— BEGIN SUPPLIED MATERIAL —
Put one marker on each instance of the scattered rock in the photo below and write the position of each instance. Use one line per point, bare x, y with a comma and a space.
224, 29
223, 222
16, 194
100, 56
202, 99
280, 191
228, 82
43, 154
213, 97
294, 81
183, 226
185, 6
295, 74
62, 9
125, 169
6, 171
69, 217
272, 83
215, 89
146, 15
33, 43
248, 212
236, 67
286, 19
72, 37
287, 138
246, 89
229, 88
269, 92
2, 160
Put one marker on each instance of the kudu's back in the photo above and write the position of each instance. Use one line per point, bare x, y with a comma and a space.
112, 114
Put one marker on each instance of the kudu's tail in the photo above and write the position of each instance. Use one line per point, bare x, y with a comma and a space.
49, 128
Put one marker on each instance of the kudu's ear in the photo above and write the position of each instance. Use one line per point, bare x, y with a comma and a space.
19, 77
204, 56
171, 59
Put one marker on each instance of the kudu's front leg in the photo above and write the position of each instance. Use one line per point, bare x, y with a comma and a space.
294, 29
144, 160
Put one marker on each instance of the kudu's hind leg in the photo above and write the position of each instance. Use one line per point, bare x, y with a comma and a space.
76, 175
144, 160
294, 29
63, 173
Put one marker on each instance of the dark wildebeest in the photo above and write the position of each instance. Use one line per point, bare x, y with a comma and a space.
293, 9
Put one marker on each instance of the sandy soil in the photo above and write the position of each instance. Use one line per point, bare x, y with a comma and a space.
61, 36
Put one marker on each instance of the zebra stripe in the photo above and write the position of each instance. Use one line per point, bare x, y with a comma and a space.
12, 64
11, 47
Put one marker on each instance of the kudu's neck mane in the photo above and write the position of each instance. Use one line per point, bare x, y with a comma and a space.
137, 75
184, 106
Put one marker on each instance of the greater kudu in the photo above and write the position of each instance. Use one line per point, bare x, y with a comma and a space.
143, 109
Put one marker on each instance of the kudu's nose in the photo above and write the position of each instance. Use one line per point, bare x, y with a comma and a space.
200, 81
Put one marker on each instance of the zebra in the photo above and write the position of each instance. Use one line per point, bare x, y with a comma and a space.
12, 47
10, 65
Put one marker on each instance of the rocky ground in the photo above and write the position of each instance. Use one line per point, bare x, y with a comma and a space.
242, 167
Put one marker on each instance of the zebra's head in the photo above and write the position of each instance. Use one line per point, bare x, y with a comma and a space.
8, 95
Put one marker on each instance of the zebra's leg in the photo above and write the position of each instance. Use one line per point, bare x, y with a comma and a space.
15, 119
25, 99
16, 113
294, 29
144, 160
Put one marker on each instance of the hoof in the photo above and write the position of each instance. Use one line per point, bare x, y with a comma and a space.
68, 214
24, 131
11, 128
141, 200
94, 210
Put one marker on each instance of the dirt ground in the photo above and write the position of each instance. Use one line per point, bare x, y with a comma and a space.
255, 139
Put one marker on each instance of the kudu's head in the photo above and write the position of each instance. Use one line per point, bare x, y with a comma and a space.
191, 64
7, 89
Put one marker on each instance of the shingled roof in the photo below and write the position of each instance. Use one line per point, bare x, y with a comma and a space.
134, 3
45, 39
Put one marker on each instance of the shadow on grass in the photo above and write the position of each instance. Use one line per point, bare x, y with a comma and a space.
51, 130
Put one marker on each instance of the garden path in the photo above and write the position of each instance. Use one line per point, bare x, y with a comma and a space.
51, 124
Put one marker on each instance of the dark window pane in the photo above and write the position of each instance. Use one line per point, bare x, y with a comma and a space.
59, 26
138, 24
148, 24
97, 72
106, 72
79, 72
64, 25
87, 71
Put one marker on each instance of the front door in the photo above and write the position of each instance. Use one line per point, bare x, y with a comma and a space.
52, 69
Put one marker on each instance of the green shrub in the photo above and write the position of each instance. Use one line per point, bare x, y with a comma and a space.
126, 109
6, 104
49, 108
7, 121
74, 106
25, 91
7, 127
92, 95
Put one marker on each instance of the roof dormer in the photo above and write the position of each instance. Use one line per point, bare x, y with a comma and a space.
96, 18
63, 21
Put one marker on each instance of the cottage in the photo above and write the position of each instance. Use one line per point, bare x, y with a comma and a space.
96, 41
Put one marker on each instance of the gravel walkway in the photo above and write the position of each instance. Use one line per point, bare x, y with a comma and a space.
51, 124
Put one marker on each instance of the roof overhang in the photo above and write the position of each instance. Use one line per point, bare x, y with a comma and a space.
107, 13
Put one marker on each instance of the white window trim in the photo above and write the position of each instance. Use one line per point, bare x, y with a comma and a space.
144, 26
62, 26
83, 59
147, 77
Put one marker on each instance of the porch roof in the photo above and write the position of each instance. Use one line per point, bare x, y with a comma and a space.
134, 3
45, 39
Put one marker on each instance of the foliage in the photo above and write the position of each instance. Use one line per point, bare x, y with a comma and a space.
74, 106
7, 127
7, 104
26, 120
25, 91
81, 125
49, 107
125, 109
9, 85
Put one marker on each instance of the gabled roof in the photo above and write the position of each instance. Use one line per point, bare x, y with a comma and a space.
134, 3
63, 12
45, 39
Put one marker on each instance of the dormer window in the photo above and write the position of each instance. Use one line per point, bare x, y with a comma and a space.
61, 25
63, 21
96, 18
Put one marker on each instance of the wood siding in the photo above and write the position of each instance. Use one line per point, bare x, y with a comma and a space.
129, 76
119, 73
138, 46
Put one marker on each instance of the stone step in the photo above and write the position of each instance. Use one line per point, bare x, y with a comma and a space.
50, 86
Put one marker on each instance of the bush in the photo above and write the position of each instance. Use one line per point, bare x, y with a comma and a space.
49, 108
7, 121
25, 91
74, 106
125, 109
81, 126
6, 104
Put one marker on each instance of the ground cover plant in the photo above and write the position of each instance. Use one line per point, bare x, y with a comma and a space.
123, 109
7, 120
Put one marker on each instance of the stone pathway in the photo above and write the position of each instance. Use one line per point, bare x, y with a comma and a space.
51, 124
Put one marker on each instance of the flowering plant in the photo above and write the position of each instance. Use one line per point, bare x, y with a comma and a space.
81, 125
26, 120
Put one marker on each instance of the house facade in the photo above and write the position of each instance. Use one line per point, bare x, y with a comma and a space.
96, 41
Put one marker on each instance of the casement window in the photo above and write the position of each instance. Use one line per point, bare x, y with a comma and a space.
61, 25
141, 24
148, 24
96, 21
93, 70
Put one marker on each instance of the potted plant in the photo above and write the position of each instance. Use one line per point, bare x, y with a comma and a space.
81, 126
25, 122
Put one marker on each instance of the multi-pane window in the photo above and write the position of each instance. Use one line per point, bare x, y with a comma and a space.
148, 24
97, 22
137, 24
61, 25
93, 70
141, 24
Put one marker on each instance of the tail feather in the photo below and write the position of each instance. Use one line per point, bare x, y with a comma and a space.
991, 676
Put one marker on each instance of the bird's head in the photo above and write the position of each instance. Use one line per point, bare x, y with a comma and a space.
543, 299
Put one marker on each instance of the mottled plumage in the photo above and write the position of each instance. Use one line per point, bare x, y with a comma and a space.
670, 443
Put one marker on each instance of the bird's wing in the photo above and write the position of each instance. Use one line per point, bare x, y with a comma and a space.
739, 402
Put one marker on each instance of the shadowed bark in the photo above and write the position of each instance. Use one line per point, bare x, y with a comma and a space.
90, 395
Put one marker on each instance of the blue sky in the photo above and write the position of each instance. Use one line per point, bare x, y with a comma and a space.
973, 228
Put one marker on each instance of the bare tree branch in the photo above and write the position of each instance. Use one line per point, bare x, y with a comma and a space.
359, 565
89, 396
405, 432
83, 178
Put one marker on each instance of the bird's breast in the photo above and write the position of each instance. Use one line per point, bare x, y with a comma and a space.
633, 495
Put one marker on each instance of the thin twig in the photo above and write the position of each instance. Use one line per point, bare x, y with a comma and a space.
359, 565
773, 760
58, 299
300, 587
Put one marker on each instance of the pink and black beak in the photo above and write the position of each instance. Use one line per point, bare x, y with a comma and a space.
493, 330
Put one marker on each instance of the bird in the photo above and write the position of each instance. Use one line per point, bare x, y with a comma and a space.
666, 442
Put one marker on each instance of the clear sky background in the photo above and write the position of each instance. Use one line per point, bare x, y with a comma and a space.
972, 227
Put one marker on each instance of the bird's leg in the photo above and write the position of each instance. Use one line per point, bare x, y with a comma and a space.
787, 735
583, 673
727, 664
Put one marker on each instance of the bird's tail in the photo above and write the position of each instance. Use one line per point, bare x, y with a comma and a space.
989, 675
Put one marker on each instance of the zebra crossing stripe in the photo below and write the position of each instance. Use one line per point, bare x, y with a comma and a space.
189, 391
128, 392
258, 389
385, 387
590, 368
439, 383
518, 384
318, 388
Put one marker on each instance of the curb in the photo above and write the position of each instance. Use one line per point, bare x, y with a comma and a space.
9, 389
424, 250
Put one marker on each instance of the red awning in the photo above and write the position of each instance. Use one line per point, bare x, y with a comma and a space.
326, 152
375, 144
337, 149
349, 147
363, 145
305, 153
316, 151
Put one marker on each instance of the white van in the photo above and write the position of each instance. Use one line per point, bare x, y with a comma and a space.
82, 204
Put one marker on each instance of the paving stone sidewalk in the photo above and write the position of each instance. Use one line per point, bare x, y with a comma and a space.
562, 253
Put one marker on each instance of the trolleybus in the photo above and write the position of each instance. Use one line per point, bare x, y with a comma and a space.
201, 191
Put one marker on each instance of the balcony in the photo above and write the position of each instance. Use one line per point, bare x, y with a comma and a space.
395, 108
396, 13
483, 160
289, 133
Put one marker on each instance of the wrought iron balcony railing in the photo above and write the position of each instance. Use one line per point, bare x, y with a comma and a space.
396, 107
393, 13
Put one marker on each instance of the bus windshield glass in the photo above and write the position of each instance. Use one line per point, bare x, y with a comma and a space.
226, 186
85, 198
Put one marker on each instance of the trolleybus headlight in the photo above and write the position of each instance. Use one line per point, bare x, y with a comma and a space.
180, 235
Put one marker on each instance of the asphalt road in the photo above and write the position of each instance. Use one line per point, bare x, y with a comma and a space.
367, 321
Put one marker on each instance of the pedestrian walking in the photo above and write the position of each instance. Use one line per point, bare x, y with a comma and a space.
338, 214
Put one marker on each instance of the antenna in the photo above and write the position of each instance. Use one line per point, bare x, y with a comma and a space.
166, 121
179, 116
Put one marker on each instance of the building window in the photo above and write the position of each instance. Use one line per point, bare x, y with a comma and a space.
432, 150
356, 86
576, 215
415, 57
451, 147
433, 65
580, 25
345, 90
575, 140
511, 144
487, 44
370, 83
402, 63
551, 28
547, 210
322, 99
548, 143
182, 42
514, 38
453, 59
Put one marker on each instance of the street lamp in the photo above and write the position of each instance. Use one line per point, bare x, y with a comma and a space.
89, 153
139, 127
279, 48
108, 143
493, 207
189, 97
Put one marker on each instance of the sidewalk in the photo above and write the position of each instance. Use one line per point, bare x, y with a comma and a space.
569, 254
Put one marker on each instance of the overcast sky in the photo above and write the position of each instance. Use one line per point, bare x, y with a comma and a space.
— END SUPPLIED MATERIAL —
• [SHORT EXERCISE]:
Quote exactly what appears from the line containing "Put one marker on each instance of the trolleybus headlight" through the final line of the listing above, including both of those lines.

• [REPLY TO THE TASK]:
Put one marker on each instance of the trolleybus headlight in the photo above and write the position of each instance. Use one line per point, bare x, y with a comma and a space.
180, 235
Put one marker on each instance of the asphalt road in the photo above and write the position of each instance. Use one line per point, bare x, y with a comma and a space.
367, 321
Put one marker on each instance of the pedestrian walking in the photo above and write the position of each instance. Use one line per point, bare x, y with a comma and a space.
338, 214
Put one marker on each instance of the antenna in the photo above and write the position of each instance. Use one line per point, bare x, y with a comma and a space.
166, 121
179, 116
Put one marker on each instance of the building window in the photo above and write the position of each instance. Use one line per point, bare x, y with a comma and a space.
432, 150
356, 86
576, 215
415, 57
451, 147
433, 65
580, 25
345, 90
575, 140
511, 144
487, 44
370, 83
402, 63
551, 28
547, 210
322, 99
548, 143
182, 42
514, 38
453, 59
Put one marker on each instance of the street lamp in the photo above and write the position of each instance. Use one line per point, bare x, y with a comma and a space.
89, 153
139, 127
279, 48
108, 143
493, 207
189, 97
Put one marker on each instance of the sidewalk in the photo above and write the position of each instance. Use one line per point, bare x, y with a comma and a space.
569, 254
Put one marker on each instance of the overcast sky in the photo above and write the position of each instance. Use one line per point, bare x, y with a comma and a space.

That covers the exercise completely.